*Exercise goal*: In the discussion questions below, list the people who, during Hayes's hospital stay, are said to enter and exit, never to be seen again.

*Passage for review*:
7. How much does the historically accurate battle material affect our understanding of Hayes’s experience? What other elements in McFarland’s writing create the realistic atmosphere of battle?

8. During the battle, Hayes sees the deaths of Clahane, Flowers, and Leggett. What makes him keep fighting?

9. The battle as described is a mix of smoke and confusion and death. How closely do you think this might resemble a real battle, then and now? What are the differences?

10. The plot of the story wanders back and forth in time as Summerfield wanders in search of his company, and the flashbacks continue once he is in the hospital. How do these “nostalgic” interludes with his sister and parents help him survive?

11. While in the hospital, why doesn’t Summerfield speak?

12. Is the company of other injured soldiers like Raugh and Casper a comfort to Hayes? Compare them to his nightmares/visions of Leggett and Billy Swift.

13. Hayes’s stay in the hospital seems almost an intermission in his life. Dr. Bliss, Matron, even Captain Gracie and Babb enter and exit, never to be seen again. Discuss the importance of this stage in Summerfield’s life.

14. Does learning the visitor in the hospital is Walt Whitman, the famous poet, change your perception of the character? Does knowing that Whitman was a nurse’s assistant during the Civil War change your perception of him as a poet?

15. What does the “character” of Walt Whitman bring to the story? What does he bring to Summerfield? How does Whitman see the patients differently from others who work in the hospital, and why?

*Information*:
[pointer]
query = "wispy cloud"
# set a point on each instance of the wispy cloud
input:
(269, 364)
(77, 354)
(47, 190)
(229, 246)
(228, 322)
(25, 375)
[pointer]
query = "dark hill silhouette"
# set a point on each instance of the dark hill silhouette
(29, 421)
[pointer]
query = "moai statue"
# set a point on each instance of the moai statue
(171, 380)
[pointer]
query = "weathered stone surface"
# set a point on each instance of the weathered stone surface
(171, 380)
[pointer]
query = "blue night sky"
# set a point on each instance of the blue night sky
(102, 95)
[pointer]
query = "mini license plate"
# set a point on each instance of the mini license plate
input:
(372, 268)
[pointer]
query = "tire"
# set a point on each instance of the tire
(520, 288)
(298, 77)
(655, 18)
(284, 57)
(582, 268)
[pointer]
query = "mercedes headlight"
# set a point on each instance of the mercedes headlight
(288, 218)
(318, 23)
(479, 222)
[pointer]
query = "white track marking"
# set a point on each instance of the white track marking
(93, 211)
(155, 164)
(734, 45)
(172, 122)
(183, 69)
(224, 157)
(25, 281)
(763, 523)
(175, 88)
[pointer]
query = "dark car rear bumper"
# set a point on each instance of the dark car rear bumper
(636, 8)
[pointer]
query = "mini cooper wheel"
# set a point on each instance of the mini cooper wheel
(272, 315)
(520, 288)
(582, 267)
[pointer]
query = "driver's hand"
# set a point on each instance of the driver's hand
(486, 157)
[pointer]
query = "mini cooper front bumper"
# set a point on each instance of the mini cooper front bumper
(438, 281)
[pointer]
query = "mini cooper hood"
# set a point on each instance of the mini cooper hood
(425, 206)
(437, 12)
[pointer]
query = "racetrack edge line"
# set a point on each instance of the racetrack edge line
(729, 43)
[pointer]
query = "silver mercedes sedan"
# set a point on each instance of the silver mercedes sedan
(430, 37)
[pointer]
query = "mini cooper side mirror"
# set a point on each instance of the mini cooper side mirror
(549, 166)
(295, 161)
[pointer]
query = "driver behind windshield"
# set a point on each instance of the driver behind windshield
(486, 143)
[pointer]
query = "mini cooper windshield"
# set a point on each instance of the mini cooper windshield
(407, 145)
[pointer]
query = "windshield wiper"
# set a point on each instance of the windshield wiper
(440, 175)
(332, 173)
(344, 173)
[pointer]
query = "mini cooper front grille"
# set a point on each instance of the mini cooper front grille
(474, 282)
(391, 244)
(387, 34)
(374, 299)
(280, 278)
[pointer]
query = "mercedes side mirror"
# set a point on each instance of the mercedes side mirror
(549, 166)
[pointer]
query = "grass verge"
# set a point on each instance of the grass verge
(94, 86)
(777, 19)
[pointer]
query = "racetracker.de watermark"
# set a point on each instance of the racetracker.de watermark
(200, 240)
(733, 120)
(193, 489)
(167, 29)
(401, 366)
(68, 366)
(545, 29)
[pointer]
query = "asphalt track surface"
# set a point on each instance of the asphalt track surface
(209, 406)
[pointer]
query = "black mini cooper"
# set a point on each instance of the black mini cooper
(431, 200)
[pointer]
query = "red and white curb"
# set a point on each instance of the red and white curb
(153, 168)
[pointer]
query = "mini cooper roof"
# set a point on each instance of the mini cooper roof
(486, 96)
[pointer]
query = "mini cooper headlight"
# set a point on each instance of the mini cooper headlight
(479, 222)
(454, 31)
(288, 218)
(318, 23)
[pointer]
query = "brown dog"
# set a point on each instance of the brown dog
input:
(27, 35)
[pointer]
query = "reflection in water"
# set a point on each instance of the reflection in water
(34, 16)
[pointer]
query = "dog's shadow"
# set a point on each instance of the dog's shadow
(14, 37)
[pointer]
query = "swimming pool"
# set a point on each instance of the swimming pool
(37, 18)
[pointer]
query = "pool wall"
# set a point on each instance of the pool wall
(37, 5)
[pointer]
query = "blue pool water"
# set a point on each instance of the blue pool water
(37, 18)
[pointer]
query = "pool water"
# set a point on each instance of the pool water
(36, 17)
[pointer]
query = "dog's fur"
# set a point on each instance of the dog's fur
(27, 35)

*Response below*: Dr. Bliss, Matron, Captain Gracie, Babb